## Reading passage
------------------------
BY: Robert Stieve

I was on a sailboat off the coast of California when I heard about the death of Lady Diana. My brother and I looked at each other in silence, with that sense of disturbed surprise. The same way people looked at each other when John Lennon died. And Michael Jackson. And Robin Williams. I didn't know the princess, of course, and I was never interested in the royal gossip, but I felt sad about her death. And unsettled. Like I'd lost a distant cousin.

I didn't know Clyde Whiskers, either. But his unexpected death had the same effect. I got the news as our May issue was arriving in mailboxes around the world. Mr. Whiskers was a central character in that issue, in a story about the San Juan Southern Paiute Tribe. You might remember seeing him. With an interplay of light and shadow, his face was a chiaroscuro of hardship and hope. It was the face of his people. Sadly, Mr. Whiskers died from complications of COVID-19 in early April. Just like that, he was gone.

There's a hole in the world tonight, I thought.

Glenn Frey and Don Henley wrote those seven words after the Twin Towers collapsed in 2001. I remembered them as I processed the death of a man I didn't know, but a man I knew to be a good man. It was much worse for writer Morgan Sjogren, who became friends with her protagonist. “Clyde called me before he was hospitalized,” she told me. “He'd just heard about COVID-19 and said he was prepared, even if he had to, 'to eat a horse, like the old times.' He was joking, as he often did, and then he asked me to send him a photo of the two of us together, and the one David Zickl shot for Arizona Highways. I knew something was wrong when I didn't hear from Clyde again that week we talked often. Clyde's loss is devastating. And there's an eerie quiet in no longer getting calls from him. And hearing his distinct voice. Although I miss him, I know he'll live on forever in the canyons he loved and the places where he left his mark.” As I write this column, 147,000 Americans are expected to die from complications of the coronavirus more than twice as many deaths as the Vietnam War. The pandemic has affected everything we do. Including this magazine. In fact, we had something else in mind for this issue, but it didn't seem quite right. Not in this moment. And because we rarely stop the presses, there wasn't a backup plan for an entire issue.
------------------------
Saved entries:
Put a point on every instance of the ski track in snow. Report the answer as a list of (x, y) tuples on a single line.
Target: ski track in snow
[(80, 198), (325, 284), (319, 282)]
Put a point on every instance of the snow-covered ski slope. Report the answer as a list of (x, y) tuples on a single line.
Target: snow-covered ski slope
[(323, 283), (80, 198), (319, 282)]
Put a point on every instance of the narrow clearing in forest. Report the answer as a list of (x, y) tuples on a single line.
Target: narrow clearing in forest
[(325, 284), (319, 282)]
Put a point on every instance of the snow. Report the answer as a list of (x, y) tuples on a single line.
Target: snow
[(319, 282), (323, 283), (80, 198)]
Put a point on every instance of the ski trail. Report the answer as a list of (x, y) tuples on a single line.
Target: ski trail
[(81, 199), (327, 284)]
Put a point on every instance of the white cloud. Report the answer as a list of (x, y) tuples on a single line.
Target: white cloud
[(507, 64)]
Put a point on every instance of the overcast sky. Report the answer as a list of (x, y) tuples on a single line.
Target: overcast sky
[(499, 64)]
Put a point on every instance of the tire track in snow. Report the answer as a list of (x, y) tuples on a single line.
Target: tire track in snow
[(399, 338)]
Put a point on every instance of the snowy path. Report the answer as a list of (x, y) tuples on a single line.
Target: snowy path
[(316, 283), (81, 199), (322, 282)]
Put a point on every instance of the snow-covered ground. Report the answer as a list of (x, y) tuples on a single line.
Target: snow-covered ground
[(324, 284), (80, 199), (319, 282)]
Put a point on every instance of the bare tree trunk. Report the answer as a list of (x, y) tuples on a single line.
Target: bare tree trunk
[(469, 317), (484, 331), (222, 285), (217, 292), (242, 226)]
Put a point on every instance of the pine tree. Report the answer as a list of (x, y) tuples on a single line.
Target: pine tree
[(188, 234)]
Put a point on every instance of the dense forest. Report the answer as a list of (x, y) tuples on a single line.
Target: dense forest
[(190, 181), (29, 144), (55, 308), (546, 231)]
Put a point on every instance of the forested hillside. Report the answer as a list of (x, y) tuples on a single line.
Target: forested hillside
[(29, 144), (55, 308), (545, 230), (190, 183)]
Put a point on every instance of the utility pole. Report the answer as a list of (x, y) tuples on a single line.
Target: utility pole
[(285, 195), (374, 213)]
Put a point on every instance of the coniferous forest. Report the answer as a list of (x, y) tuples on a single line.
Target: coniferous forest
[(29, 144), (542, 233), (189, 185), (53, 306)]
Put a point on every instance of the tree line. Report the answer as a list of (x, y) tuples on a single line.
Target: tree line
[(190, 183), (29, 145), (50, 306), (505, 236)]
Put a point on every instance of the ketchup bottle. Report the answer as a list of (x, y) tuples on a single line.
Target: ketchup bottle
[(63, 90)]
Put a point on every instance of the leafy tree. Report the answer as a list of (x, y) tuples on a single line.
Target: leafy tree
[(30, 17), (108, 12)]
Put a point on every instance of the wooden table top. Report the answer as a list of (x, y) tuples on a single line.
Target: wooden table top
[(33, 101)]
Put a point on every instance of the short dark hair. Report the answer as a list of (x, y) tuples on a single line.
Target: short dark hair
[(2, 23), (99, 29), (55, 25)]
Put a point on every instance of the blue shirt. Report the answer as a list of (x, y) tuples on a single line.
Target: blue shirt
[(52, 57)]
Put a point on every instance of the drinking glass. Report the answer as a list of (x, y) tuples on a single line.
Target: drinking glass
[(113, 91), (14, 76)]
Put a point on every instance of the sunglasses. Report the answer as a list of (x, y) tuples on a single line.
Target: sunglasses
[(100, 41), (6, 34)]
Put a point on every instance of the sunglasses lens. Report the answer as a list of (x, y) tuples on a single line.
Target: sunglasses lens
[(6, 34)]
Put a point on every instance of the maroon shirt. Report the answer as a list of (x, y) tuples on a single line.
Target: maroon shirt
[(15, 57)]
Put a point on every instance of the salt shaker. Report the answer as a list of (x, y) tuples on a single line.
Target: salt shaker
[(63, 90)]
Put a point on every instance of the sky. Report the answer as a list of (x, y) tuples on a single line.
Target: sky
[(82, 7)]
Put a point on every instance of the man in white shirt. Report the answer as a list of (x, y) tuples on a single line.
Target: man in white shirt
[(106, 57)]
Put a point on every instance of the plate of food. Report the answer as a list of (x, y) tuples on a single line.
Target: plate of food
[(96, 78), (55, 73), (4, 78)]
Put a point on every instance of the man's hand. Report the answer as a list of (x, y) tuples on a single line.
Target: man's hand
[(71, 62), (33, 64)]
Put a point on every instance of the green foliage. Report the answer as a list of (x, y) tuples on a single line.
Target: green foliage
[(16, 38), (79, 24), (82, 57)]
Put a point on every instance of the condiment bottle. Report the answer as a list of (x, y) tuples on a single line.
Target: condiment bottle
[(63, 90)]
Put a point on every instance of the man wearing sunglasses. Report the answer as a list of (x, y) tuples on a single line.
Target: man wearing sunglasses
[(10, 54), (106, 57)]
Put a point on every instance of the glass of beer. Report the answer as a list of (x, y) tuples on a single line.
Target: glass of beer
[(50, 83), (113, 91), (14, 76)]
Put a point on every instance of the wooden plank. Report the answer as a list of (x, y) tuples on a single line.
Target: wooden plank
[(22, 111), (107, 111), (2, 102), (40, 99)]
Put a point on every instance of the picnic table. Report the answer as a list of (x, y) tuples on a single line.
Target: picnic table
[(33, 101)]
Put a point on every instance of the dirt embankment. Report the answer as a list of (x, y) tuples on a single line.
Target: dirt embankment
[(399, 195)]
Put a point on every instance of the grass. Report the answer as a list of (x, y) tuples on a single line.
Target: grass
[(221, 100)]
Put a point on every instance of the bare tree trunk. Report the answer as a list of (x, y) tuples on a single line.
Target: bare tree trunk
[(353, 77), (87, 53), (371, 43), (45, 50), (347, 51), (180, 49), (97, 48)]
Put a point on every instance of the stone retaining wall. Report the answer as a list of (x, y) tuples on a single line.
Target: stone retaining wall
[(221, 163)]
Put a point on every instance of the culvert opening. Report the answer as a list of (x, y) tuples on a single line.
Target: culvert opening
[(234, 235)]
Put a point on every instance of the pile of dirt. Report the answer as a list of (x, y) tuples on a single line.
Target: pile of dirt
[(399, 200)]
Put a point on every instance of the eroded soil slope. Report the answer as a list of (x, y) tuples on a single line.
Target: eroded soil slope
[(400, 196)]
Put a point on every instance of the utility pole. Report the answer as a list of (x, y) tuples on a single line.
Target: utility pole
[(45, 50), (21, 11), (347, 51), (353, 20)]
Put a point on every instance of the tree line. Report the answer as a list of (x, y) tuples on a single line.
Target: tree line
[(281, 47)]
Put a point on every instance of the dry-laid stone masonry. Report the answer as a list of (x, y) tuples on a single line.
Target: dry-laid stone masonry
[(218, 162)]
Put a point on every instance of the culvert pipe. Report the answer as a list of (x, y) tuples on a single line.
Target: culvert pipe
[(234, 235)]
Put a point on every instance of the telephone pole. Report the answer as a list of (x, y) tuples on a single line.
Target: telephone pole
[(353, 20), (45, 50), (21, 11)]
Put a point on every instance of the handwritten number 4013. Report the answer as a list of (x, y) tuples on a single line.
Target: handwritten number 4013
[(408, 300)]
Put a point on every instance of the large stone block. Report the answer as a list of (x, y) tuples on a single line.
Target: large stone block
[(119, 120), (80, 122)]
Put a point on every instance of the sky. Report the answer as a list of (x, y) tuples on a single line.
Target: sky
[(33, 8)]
------------------------
## What you need to do
[1] Using the column above, answer each question.
(a) Where was the writer when he heard about the death of Lady Diana?
(b) What caused the death of Clyde Whiskers, and when did it happen?
(c) Who wrote the words "There's a hole in the world tonight," and after what event?
[2] List every person whose death is mentioned in the column above.

## Task results
[1]
(a) On a sailboat off the coast of California.
(b) Complications of COVID-19, in early April.
(c) Glenn Frey and Don Henley, after the Twin Towers collapsed in 2001.

[2]
Lady Diana
John Lennon
Michael Jackson
Robin Williams
Clyde Whiskers